_EXERCISE INSTRUCTIONS_
Return the passage of the blog post between "I am finding" and "and Scrabble. ;)", inclusive, word for word.

Hello again lovelies and gents!
This morning after a strange dream of someone showing me how to sketch the perfect tree with some dots, connected swirls, light and dark shading and a colored green pencil spinning technique (Will have to try this out and see if it really works. Weird dreams. Hmm..) my sweet husband kissed and hugged me goodbye like he does every morning before he went to work.
He informed me he cleaned up the kitchen so I could wake up and have an easy undistracted morning. He knew I really wanted to blog today. I do not deserve a man like this, yet the Lord has chosen to bless me immensely in His grace.
I am finding that in the mornings I have millions of words running rampant through my head and sometimes I have subconsciously written an entire post or dialogue before I even open my eyes. I should be writing as soon as I get up. I used to do this back when I was a teenager.
A friend from very long ago introduced me to an exercise called "Morning and Night Pages". I would have two journals. One for the morning and one for the night where I would write my jumbled, insensible thoughts down when first waking up and right before bed. It helped stretch my vocabulary, widen my creative box, and build material for songwriting and creative novel writing that I use to do. I miss it and I am determined to start that again. I believe it would help a frustrated writer express to full potential. That and several ongoing rounds of Words with Friends and Scrabble. ;)
Jumping on Facebook this morning out of habit, I came across an appetizing recipe from a friend so I pinterested it. While I was there I came across this quote that is a perfect segway to what's been swarming in my thoughts.
Autumn reminds me of change and I always reflect every year around this time, on all the changes in my own life. On Facebook and in blogs everyone seems to be posting their lovely Autumn pictures from different states. I was curious how our color changes here in Pennsylvania are comparing.
We had that opportunity this weekend when Jason and I took a tranquil evening walk in our neighborhood. I used my first iPhone 5c I bought from craigslist, to capture the images of Autumn while on our walk. I decided to accompany the major changes in my life this year, many bold and new somethings I have done and have been doing with the pictures I have taken and a few others.

_RAW RECORDS_
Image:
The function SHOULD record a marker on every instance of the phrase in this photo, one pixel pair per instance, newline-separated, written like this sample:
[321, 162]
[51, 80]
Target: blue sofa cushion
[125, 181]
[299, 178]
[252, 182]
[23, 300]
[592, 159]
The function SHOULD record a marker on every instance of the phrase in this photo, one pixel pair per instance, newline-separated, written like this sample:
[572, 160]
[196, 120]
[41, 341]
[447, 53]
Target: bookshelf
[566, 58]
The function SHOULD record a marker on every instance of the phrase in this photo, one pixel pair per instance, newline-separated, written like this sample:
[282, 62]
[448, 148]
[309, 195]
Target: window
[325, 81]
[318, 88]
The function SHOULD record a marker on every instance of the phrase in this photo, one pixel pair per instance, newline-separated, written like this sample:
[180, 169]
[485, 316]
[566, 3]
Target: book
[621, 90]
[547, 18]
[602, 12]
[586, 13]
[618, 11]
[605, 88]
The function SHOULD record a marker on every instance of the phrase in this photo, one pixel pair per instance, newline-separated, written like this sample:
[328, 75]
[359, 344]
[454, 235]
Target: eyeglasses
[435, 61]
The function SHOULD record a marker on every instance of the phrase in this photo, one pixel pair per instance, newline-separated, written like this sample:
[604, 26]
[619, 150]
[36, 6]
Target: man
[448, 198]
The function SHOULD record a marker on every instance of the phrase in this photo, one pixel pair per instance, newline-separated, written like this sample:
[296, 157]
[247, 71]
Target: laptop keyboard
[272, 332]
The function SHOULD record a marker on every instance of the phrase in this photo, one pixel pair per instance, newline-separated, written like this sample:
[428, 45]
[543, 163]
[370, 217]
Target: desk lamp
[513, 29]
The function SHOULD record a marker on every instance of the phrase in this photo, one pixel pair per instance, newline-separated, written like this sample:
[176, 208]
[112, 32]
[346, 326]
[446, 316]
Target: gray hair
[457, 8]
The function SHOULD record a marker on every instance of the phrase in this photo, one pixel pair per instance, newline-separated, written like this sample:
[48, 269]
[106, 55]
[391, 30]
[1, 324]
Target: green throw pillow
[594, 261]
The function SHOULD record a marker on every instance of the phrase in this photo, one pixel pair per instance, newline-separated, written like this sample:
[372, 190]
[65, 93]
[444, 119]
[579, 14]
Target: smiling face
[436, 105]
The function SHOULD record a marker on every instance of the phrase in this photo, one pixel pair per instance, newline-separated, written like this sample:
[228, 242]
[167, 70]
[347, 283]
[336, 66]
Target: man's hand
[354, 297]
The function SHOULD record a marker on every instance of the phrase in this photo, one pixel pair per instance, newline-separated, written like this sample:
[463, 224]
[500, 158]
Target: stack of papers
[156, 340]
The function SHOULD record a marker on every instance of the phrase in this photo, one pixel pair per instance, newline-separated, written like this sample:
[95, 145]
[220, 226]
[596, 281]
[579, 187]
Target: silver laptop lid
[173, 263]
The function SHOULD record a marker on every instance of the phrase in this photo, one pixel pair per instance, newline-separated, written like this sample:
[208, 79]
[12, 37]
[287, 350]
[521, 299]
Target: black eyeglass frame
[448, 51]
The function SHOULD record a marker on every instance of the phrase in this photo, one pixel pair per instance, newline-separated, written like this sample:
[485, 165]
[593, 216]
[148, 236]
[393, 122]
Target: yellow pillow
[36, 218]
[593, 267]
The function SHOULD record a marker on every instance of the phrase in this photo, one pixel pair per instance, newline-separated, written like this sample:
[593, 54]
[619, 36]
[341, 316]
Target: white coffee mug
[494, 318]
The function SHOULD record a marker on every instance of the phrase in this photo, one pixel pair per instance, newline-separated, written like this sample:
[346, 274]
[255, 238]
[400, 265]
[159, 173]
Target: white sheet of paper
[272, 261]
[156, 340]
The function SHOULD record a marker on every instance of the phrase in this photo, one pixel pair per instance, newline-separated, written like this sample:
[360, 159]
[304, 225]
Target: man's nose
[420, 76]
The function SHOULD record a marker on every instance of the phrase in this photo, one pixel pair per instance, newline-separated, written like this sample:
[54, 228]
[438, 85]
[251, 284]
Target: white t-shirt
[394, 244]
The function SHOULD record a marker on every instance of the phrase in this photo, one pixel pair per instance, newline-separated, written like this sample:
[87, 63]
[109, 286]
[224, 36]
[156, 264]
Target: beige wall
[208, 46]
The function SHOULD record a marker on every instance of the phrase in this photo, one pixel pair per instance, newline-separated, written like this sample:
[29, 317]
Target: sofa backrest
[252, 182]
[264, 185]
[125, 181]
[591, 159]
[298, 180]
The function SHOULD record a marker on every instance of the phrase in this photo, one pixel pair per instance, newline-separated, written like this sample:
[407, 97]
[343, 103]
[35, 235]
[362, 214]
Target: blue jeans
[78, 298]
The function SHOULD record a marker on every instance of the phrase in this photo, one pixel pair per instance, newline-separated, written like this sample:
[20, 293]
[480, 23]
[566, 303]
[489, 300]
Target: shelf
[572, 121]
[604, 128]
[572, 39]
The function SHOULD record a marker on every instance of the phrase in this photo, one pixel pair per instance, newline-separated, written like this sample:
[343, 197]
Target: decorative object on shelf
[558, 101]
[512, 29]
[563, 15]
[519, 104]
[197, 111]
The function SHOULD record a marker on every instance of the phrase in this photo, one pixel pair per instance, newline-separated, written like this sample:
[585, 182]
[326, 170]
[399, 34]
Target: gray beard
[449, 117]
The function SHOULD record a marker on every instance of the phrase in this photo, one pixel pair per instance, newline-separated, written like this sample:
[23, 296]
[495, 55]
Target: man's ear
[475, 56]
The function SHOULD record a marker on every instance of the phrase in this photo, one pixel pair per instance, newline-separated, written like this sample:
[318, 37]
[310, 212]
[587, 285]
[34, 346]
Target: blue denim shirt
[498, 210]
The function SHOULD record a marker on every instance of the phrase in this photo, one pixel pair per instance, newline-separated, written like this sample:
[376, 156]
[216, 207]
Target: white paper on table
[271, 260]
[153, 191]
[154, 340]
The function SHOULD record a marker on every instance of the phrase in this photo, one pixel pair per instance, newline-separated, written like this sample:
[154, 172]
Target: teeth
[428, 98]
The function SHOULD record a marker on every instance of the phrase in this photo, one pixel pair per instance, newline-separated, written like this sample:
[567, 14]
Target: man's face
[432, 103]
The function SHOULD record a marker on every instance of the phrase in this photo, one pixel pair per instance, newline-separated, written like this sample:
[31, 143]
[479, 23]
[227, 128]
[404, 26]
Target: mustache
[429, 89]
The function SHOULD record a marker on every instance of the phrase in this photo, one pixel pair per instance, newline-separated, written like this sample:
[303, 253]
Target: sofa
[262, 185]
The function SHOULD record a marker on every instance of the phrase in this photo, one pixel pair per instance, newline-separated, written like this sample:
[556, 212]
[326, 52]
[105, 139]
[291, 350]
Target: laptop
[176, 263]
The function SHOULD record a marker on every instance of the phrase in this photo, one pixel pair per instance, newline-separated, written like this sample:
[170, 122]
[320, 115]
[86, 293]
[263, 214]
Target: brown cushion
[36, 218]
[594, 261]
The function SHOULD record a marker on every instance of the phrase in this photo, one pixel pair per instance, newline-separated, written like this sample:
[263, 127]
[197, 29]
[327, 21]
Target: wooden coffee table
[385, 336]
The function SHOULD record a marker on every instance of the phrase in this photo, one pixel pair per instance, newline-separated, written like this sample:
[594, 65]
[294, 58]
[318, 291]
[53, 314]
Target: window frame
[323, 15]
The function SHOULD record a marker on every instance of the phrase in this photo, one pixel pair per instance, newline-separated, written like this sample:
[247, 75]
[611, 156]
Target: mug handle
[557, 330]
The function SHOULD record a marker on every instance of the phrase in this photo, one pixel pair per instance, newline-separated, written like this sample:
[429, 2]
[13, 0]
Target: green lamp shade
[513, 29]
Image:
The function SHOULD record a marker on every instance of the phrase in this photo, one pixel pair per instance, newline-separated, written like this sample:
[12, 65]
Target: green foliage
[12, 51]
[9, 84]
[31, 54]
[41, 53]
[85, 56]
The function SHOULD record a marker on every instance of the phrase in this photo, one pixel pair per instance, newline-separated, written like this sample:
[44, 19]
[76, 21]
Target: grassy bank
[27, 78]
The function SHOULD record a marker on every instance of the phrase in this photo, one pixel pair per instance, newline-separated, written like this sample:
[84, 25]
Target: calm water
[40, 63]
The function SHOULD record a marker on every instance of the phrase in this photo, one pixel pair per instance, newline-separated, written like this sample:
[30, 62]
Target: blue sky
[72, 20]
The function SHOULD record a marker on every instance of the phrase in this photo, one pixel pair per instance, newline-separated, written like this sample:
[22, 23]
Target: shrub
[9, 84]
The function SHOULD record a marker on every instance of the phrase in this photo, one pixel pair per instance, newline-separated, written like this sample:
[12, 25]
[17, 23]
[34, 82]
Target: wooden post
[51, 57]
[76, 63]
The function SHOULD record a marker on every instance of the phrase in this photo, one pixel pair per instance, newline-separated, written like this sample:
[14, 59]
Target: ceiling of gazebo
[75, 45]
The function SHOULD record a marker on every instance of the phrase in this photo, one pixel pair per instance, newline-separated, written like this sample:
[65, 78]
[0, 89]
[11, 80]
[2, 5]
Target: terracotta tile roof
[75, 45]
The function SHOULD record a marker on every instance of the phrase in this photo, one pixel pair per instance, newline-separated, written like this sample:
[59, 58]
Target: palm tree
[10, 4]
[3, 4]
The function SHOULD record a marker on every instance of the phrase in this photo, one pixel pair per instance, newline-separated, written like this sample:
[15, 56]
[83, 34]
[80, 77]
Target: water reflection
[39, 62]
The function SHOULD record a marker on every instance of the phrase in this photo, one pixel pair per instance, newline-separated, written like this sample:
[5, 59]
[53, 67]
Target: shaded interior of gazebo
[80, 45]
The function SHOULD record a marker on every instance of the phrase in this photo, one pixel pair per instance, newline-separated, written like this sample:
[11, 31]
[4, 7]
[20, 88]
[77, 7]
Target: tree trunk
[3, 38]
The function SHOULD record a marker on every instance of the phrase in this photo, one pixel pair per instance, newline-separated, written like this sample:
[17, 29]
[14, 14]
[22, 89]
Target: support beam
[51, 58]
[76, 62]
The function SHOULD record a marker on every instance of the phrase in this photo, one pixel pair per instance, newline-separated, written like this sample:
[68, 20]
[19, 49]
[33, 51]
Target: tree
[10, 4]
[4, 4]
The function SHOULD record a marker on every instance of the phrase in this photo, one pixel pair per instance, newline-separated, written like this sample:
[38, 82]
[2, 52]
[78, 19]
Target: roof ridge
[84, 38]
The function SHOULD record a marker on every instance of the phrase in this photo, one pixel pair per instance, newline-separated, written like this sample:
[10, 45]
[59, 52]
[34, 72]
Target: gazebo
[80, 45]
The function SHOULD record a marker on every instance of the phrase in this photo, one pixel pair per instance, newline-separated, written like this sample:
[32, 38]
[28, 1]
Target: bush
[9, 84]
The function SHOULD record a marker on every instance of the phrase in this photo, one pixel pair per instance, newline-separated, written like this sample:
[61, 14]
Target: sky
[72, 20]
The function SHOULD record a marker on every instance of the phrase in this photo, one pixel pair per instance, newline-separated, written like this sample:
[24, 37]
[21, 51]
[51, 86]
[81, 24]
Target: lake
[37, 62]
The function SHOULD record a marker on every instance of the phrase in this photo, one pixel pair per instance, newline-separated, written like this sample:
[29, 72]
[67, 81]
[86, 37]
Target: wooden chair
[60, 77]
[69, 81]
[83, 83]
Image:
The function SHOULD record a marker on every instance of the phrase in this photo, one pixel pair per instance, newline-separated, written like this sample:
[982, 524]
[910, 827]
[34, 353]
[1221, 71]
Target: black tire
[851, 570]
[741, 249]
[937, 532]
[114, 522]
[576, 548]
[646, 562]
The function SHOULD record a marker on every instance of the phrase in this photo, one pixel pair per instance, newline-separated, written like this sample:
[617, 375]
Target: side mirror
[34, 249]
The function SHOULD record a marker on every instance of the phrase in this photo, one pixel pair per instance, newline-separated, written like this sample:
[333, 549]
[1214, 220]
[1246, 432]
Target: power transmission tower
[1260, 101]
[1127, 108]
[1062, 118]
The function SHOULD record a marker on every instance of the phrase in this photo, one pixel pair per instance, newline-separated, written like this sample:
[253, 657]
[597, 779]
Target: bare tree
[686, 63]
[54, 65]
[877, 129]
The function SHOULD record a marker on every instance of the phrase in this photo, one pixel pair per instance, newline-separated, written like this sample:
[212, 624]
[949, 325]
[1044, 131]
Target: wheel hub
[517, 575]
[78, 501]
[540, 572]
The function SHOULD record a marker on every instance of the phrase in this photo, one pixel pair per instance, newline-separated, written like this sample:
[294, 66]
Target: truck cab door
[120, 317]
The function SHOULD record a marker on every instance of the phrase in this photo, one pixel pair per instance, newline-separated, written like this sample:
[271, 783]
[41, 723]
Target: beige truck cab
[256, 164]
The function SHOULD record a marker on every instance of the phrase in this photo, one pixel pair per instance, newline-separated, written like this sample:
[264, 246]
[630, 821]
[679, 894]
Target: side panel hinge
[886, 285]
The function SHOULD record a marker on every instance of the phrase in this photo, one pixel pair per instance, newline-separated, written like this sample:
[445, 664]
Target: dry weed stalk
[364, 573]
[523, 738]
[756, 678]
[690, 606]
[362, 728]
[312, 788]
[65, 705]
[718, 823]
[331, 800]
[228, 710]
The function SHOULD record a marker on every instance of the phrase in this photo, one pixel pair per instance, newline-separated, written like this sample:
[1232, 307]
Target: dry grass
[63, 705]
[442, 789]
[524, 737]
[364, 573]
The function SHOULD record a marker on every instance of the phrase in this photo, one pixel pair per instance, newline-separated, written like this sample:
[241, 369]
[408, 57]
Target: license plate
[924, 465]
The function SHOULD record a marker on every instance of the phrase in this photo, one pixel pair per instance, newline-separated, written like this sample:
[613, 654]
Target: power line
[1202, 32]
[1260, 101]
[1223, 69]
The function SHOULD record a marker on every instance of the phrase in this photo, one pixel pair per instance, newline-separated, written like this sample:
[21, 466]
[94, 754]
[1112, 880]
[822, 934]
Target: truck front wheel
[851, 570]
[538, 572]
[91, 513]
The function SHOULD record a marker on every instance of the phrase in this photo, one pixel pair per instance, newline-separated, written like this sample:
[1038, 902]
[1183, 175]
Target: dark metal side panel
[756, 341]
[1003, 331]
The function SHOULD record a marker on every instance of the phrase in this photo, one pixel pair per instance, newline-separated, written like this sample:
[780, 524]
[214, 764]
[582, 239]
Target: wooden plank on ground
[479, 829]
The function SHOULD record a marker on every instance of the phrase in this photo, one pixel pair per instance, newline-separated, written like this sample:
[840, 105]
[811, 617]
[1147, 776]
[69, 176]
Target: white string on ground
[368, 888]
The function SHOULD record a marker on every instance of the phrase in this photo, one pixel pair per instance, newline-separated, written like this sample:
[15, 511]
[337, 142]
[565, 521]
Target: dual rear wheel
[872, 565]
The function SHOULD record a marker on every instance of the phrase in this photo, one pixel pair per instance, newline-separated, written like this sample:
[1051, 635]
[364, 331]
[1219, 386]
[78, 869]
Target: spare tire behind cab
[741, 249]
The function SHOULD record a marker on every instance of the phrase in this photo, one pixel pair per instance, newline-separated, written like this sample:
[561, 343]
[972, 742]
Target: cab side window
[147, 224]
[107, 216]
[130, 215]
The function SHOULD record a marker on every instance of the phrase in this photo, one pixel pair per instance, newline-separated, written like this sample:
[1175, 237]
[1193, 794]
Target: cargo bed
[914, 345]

_OUTPUT FOR THIS TASK_
I am finding that in the mornings I have millions of words running rampant through my head and sometimes I have subconsciously written an entire post or dialogue before I even open my eyes. I should be writing as soon as I get up. I used to do this back when I was a teenager.
A friend from very long ago introduced me to an exercise called "Morning and Night Pages". I would have two journals. One for the morning and one for the night where I would write my jumbled, insensible thoughts down when first waking up and right before bed. It helped stretch my vocabulary, widen my creative box, and build material for songwriting and creative novel writing that I use to do. I miss it and I am determined to start that again. I believe it would help a frustrated writer express to full potential. That and several ongoing rounds of Words with Friends and Scrabble. ;)